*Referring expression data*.
---

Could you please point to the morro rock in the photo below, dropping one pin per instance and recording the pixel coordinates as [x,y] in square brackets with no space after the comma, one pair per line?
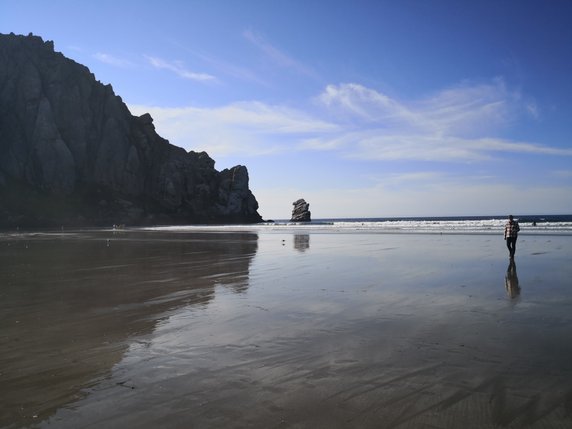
[301,211]
[71,153]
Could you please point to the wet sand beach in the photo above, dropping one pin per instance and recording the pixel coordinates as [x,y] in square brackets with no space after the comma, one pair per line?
[270,328]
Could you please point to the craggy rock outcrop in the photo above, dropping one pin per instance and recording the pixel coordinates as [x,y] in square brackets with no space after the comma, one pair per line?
[71,153]
[301,211]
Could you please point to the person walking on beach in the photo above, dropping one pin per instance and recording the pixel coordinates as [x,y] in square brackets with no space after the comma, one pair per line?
[511,229]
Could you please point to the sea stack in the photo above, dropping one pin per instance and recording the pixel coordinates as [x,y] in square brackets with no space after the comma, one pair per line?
[301,211]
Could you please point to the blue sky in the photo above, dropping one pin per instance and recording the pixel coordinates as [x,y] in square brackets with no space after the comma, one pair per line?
[363,108]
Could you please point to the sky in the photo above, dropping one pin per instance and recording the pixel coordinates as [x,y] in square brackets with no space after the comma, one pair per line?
[363,108]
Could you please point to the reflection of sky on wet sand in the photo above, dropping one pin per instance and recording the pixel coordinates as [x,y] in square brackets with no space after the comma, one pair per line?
[356,330]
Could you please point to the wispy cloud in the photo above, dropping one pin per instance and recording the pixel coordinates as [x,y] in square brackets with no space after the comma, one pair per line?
[247,128]
[276,55]
[178,68]
[460,124]
[456,124]
[112,60]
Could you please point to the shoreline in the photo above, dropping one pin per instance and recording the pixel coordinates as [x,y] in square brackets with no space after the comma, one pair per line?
[268,328]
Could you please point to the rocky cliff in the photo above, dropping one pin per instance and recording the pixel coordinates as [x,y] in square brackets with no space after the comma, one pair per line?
[71,153]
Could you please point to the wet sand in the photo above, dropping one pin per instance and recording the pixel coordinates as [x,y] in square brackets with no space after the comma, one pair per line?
[271,329]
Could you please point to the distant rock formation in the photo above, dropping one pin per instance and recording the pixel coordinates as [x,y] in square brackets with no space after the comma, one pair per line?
[301,211]
[71,153]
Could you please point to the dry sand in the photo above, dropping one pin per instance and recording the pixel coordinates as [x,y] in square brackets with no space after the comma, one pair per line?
[270,329]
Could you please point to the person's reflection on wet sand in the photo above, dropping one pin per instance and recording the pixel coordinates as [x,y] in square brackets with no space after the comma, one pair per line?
[511,281]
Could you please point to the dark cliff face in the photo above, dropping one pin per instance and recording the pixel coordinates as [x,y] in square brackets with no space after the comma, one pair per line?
[71,153]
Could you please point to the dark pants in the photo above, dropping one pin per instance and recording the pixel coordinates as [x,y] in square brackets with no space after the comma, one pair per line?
[511,244]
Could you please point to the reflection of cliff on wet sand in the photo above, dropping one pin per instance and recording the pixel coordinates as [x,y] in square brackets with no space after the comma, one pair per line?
[70,303]
[301,242]
[511,281]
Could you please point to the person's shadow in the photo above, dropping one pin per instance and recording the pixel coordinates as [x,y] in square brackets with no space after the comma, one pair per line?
[511,281]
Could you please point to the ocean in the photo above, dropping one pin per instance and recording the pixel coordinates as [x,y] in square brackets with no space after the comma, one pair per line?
[531,224]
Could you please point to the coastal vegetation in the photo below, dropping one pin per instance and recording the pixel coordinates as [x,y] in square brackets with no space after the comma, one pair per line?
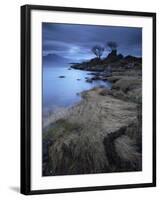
[102,133]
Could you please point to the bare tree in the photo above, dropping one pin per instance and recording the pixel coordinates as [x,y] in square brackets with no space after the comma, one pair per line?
[112,45]
[98,50]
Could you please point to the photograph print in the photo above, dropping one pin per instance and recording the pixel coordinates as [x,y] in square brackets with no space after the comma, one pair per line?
[92,99]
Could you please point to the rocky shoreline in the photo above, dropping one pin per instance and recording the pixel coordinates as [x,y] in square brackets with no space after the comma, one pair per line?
[103,133]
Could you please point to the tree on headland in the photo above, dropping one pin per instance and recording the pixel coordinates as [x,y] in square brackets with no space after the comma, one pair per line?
[98,50]
[112,45]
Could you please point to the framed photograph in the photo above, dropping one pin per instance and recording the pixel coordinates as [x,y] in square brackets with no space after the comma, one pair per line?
[88,99]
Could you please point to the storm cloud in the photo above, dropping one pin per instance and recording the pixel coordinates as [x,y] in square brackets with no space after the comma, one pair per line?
[75,42]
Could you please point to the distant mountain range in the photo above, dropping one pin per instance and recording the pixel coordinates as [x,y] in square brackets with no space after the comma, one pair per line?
[52,59]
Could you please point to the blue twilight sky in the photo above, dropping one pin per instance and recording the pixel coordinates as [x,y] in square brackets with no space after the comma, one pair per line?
[75,42]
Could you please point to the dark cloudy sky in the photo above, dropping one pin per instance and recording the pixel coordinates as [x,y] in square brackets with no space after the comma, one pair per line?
[75,41]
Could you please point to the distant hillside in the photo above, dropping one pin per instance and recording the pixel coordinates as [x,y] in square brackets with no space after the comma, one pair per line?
[52,59]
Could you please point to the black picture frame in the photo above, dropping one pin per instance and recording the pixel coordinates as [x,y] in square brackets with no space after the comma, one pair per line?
[26,98]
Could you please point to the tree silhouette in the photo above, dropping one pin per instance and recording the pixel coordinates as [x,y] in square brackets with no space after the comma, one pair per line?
[98,50]
[112,45]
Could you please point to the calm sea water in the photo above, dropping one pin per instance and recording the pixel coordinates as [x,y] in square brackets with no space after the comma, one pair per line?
[63,92]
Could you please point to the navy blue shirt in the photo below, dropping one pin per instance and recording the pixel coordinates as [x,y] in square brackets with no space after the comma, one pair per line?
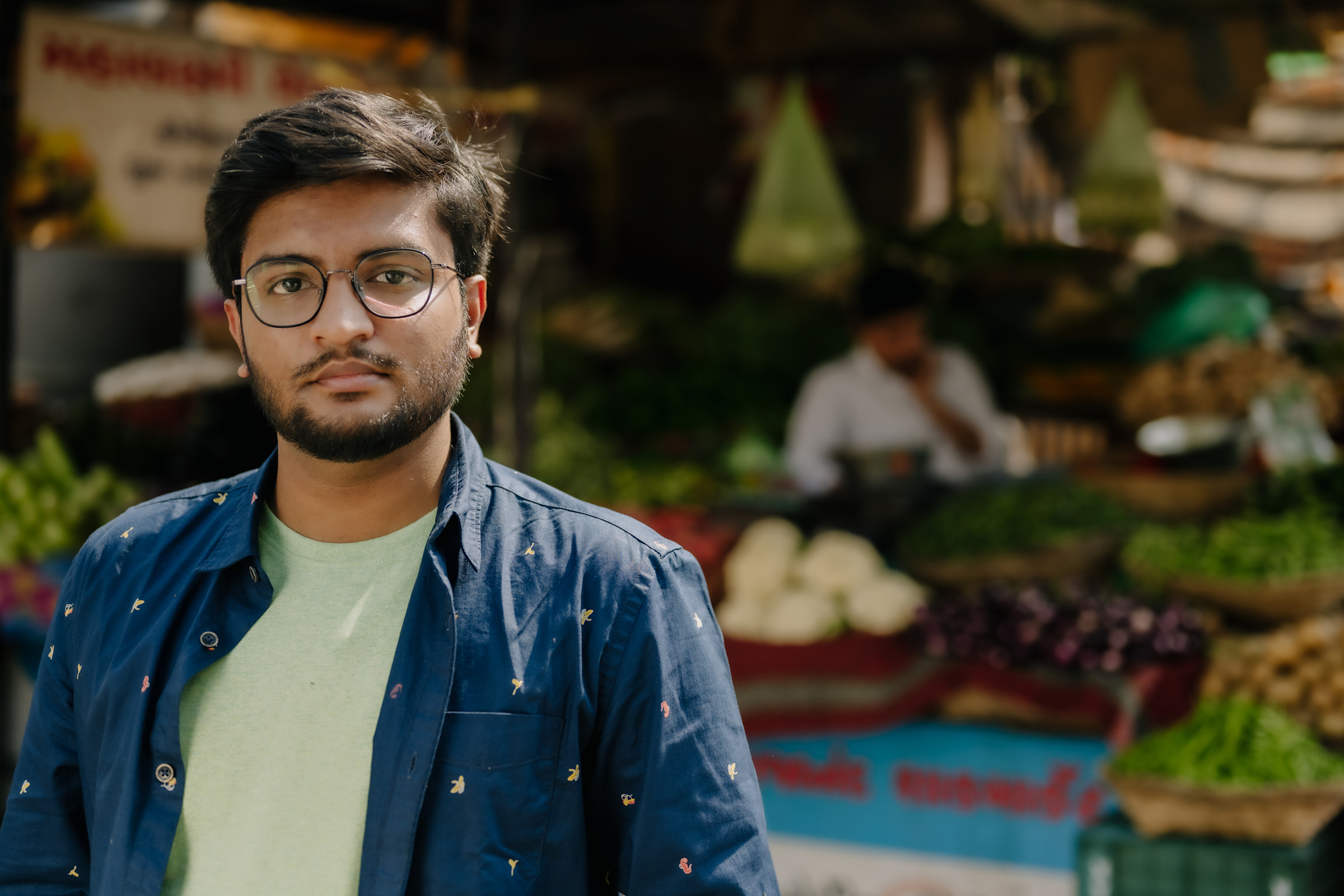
[561,656]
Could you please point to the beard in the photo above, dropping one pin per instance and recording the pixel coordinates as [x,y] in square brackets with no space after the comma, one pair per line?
[429,391]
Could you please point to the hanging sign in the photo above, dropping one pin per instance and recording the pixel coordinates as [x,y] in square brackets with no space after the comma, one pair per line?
[122,129]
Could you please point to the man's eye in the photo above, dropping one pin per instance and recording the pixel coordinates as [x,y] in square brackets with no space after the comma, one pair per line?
[290,285]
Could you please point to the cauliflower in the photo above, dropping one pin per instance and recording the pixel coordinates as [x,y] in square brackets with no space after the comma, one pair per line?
[885,605]
[757,568]
[800,617]
[741,618]
[837,563]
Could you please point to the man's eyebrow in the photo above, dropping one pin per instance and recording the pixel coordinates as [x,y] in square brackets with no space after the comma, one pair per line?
[301,257]
[397,249]
[288,257]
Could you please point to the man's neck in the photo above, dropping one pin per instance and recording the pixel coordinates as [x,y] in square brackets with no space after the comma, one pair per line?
[330,501]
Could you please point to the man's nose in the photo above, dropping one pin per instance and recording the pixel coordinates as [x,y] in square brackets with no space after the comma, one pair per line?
[343,319]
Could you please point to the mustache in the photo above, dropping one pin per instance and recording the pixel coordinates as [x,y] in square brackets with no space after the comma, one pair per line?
[384,363]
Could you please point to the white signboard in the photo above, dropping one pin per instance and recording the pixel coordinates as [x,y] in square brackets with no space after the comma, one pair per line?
[122,129]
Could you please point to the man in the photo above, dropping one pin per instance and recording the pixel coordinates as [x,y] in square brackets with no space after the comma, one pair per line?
[894,391]
[380,664]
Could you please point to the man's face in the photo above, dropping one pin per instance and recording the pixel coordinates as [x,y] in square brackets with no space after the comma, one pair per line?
[350,386]
[897,339]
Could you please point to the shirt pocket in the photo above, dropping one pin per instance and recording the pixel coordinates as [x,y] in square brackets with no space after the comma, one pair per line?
[488,804]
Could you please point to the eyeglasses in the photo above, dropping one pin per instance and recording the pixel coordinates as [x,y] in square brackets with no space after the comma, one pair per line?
[290,292]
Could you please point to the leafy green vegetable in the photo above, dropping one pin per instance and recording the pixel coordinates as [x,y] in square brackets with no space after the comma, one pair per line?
[1233,742]
[1253,547]
[984,521]
[1301,488]
[48,508]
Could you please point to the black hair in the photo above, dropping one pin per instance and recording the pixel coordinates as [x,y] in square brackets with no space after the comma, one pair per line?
[335,135]
[886,292]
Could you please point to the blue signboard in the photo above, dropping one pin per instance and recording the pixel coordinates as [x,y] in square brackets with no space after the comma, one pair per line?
[959,790]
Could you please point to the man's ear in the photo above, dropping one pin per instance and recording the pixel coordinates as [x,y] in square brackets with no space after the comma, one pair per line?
[476,305]
[236,329]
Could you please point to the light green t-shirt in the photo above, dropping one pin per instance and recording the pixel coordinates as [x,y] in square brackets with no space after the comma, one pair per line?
[277,738]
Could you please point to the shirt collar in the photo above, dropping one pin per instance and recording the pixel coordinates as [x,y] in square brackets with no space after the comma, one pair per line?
[463,496]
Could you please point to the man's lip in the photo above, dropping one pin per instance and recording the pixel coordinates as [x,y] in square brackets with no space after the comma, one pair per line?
[346,368]
[350,382]
[347,375]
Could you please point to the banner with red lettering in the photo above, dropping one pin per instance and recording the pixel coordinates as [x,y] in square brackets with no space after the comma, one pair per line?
[122,129]
[929,796]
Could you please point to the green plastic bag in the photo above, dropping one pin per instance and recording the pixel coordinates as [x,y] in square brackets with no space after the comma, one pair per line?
[1207,311]
[1120,193]
[797,221]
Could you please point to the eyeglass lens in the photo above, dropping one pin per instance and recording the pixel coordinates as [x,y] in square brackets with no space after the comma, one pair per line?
[290,292]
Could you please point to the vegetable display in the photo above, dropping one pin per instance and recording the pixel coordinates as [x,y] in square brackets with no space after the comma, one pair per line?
[48,508]
[783,591]
[1299,669]
[1073,629]
[1233,743]
[1249,547]
[1221,379]
[986,521]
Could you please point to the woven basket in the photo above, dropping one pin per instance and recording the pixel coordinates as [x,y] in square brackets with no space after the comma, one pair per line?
[1276,814]
[1065,561]
[1173,496]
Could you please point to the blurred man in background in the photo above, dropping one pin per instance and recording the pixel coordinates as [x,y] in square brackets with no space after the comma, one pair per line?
[895,391]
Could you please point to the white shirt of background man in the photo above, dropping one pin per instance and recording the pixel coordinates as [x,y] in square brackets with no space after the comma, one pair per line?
[858,403]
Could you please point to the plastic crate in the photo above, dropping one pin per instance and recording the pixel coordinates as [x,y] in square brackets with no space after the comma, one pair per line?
[1116,860]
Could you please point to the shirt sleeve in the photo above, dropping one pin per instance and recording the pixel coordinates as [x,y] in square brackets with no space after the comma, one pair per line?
[967,393]
[45,839]
[674,801]
[816,429]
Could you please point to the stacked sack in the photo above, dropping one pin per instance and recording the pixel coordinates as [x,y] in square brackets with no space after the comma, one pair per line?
[784,591]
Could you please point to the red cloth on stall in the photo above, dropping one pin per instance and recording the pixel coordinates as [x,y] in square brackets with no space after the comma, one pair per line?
[866,683]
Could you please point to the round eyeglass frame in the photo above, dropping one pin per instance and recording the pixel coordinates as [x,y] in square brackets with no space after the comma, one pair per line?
[241,287]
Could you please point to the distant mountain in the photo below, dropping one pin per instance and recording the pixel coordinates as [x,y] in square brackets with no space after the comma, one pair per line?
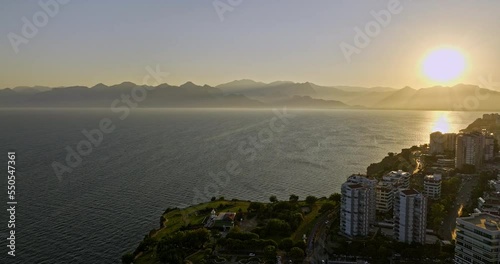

---

Extract precisely the lines beginning at the line containing "Could you please point to the plastic" and ending at the last line of the entries above, exactly as written and with no pictures.

Could you please point to the plastic crate in the photo above, dropping one pin per instance and recording the pixel coordinates as [x,y] in square brackets with no space after the comma, one pair per line?
[1116,860]
Could you please point to the shirt sleeve in the photo above, dropping one pin per instance and recording the pixel coordinates as [x,y] in square brackets with no space after the comma, one pair per line?
[967,393]
[45,839]
[674,801]
[816,429]
Could you please point to the stacked sack in the photo above, dropping one pin per instance and recording the pixel coordinates as [x,y] in square brackets with no space after the comma, one pair per line?
[784,591]
Could you please point to the red cloth on stall in the photo above, dropping one pin per instance and recording the pixel coordinates as [x,y] in square brackets with no space after the comma, one pair per line?
[866,683]
Could you please point to the round eyeglass frame in the photo above, dropping one pin per instance and recording the pixel coordinates as [x,y] in square brackets with no space after the comma, one pair per line?
[241,287]
Could you please point to the distant mountain in the photo below, dropping one pin per instance and recording the pixel coordinates as [x,y] in square brackets with no space after the comma, one pair per line?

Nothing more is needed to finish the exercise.